Recently Union Realty gave me a task that became a great journey. Let’s get a perspective from The People. Enter, Ms. Nancy, the younger 80 year old Cherokee historian I think I have ever had the privilege to befriend.
Always one interested in the ways of The People, Nancy thankfully listened to the stories and accounts of the Elders and is willing to share. Her family did not go on the forced march, they were a part of the 1000 or so that fled to the mountains and caves.
Tsali, a noted leader of the Cherokee during two different periods of the history of the tribe, led the way for them albeit not exactly by choice. During the 1830s roundup of Cherokee for Indian Removal, Tsali, his wife and brother, his three sons and their families were taken by surprise and marched at bayonet point toward the Indian Agency on the Hiwasee River. When Tsali’s wife paused to care for the needs of her baby, one of the guards whipped her and prodded her with his bayonet, to force her on her way. A secondhand account by Wasidana, Tsali’s son, the mother and baby were forced onto horseback and, in the process, “she got her foot hung in the stirrup. Then her baby dropped. It went that way, out yonder, and bust the head. And it died right then.
In response to what amounted to the murder of the child and the abuse of the mother, a surprise attack was made on the soldiers. One guard was killed and the rest wounded or subdued. Tsali and his relatives fled to the mountains and hid out in a cave in the Smoky Mountains. His successful evasion was reported to the other Indians by grapevine and soon the mountain Cherokees by dozens, then by hundreds, joined him in the hideout, living off roots and berries on the border of starvation. These are the thousand that stayed. Imagine leaving all behind but still able to see your homes. Not knowing how you would teach the young ones the valuable lessons in how to live by the traditions of The People!

» **Data excerpts**
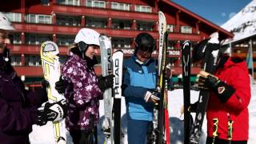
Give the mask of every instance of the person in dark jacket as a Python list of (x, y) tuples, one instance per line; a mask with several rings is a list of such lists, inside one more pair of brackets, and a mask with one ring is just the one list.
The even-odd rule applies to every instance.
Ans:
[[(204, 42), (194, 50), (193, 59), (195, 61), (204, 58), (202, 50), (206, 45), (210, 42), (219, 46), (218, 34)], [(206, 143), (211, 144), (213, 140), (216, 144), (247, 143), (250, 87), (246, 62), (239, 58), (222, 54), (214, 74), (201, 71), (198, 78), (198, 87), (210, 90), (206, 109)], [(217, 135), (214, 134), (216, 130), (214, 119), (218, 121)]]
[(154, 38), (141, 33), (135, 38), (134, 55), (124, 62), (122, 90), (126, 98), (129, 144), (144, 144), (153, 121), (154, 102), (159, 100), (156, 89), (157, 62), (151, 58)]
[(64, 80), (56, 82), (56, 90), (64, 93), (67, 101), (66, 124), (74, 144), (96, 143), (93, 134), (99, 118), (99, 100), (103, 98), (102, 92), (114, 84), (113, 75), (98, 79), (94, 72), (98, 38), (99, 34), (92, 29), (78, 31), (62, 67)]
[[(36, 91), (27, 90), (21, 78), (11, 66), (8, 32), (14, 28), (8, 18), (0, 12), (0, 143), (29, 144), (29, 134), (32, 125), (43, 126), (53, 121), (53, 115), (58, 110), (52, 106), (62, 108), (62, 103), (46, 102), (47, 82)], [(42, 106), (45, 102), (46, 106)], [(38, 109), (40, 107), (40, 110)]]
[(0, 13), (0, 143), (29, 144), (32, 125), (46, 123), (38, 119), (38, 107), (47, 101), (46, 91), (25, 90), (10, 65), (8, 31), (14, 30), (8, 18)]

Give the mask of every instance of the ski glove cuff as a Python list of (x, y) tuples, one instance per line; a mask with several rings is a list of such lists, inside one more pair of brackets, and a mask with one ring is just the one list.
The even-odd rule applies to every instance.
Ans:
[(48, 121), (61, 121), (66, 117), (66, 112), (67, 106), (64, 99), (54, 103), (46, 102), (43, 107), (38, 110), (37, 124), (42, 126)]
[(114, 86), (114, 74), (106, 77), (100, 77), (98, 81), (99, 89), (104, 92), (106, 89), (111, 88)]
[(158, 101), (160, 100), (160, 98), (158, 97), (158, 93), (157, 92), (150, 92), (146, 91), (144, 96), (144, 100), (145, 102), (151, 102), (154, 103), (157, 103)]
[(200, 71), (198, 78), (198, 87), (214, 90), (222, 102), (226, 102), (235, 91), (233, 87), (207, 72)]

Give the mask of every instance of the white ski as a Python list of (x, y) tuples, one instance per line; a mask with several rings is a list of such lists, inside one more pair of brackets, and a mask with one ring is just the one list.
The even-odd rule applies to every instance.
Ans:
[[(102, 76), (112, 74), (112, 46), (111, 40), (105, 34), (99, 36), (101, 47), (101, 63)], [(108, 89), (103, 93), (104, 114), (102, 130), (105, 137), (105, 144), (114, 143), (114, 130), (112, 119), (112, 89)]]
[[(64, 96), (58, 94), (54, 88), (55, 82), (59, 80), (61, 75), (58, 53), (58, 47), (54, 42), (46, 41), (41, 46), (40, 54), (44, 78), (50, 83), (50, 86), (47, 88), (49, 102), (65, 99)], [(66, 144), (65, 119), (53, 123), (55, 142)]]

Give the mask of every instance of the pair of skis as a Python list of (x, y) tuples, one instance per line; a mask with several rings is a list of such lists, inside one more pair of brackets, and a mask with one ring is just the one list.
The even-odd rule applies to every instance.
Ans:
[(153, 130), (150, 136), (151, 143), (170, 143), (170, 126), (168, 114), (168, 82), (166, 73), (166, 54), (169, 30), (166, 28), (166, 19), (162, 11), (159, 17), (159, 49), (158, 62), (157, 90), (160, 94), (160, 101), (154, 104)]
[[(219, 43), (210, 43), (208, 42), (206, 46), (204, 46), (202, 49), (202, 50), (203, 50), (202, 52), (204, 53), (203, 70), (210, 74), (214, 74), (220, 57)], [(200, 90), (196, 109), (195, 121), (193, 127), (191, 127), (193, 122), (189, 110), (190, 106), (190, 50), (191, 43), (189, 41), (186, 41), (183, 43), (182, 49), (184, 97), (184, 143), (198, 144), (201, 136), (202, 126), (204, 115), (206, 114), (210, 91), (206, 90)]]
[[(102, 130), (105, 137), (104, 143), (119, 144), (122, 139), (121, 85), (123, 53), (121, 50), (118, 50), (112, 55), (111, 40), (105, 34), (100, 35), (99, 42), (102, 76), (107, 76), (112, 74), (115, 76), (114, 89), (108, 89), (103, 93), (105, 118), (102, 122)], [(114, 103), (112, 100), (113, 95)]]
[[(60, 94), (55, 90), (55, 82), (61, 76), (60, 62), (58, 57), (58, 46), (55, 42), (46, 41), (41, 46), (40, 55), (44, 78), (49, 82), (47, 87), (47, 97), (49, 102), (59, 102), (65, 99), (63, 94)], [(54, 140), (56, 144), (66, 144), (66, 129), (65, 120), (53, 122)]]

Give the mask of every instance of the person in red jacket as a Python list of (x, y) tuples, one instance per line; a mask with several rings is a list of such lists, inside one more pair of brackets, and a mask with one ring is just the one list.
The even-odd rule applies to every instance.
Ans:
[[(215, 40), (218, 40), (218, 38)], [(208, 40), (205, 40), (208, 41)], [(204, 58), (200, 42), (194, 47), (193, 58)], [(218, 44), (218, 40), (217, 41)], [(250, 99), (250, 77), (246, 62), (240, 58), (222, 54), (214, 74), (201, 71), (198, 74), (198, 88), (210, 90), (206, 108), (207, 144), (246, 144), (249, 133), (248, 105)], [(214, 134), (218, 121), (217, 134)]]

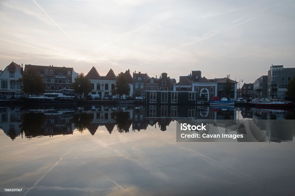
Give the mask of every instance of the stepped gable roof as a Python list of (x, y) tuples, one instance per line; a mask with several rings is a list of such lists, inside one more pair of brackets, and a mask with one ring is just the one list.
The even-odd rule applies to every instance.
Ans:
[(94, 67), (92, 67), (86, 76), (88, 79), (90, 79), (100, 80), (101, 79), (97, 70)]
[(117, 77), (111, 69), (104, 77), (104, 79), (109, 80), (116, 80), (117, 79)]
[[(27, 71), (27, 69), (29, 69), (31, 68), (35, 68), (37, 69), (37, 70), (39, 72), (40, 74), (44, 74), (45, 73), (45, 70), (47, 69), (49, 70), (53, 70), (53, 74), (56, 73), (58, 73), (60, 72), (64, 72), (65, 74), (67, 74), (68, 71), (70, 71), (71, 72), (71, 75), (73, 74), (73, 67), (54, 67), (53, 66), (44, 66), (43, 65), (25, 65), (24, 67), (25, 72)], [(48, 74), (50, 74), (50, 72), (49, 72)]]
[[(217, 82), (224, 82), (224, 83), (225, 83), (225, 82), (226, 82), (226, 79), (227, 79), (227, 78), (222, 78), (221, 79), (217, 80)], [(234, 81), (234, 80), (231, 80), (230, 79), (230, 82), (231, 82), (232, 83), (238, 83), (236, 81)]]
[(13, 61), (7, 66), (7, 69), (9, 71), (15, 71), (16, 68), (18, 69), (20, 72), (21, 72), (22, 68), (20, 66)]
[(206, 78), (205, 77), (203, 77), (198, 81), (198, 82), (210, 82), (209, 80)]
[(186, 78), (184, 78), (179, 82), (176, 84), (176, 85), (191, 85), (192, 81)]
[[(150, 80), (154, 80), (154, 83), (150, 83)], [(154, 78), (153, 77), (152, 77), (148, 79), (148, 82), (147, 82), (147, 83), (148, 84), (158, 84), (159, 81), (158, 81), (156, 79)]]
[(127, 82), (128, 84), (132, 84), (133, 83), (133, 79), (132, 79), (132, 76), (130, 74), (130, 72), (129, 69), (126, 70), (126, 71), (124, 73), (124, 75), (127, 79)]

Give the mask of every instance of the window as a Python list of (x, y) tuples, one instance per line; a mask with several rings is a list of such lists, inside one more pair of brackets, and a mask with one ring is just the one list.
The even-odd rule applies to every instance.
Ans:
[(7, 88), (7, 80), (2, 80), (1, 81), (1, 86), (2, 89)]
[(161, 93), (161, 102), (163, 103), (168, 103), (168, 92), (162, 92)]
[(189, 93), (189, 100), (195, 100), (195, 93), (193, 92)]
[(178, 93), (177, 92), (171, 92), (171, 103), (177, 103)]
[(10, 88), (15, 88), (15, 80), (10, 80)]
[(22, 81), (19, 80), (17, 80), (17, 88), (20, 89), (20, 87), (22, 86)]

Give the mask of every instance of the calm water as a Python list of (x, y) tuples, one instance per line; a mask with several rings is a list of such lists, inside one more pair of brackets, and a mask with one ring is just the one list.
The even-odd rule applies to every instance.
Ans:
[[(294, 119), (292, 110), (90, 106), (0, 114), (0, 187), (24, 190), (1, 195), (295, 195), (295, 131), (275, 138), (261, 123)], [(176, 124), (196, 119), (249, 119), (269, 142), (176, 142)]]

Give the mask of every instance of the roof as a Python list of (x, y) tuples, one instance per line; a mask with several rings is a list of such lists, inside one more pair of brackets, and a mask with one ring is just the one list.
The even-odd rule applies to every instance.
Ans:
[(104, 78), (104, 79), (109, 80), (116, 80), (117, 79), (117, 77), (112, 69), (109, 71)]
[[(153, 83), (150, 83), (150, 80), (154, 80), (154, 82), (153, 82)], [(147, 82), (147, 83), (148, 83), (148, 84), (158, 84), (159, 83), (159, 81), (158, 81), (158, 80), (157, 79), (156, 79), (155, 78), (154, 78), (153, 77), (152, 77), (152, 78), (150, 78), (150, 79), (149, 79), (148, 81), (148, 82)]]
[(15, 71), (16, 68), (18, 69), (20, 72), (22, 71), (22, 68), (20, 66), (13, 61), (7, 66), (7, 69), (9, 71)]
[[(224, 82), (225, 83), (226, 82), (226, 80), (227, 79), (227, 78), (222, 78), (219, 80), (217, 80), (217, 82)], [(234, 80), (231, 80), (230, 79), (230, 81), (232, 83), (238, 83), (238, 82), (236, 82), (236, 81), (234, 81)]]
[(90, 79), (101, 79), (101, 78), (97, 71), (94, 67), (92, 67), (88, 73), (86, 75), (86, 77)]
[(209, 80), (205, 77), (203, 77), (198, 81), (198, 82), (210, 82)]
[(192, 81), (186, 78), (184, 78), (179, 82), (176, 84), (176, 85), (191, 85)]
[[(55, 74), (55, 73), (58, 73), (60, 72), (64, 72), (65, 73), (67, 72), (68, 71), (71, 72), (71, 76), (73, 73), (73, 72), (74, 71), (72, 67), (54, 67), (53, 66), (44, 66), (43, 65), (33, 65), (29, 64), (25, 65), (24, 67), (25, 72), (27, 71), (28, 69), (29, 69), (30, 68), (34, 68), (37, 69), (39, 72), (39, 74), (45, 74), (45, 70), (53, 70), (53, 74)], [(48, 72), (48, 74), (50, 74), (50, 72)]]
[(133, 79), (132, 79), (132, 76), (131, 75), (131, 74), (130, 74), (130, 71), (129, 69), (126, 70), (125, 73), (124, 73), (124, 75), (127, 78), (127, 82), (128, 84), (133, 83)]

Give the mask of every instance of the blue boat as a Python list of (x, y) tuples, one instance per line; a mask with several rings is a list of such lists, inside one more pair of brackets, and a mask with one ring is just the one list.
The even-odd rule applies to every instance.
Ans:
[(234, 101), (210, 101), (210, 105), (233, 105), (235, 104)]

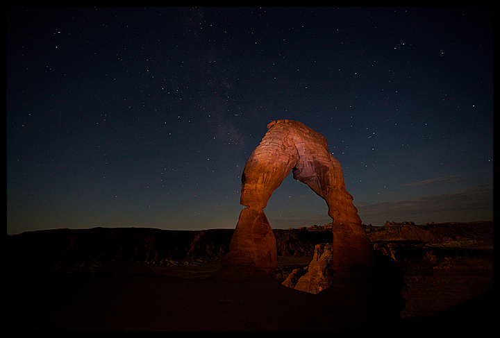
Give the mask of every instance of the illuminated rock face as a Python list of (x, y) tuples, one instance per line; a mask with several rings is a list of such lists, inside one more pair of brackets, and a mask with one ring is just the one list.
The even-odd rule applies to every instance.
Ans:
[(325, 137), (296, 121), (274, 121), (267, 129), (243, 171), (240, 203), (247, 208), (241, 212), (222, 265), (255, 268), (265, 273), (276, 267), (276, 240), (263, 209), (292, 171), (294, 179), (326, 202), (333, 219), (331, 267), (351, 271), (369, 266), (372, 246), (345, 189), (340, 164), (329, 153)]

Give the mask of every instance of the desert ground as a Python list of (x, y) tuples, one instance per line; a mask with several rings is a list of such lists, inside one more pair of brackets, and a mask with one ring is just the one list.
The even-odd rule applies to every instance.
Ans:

» **Instruction**
Copy the passage about the Cherokee who stayed, from "Always one interested" up to and including "mountains and caves.", word for word.

» **Answer to this problem**
Always one interested in the ways of The People, Nancy thankfully listened to the stories and accounts of the Elders and is willing to share. Her family did not go on the forced march, they were a part of the 1000 or so that fled to the mountains and caves.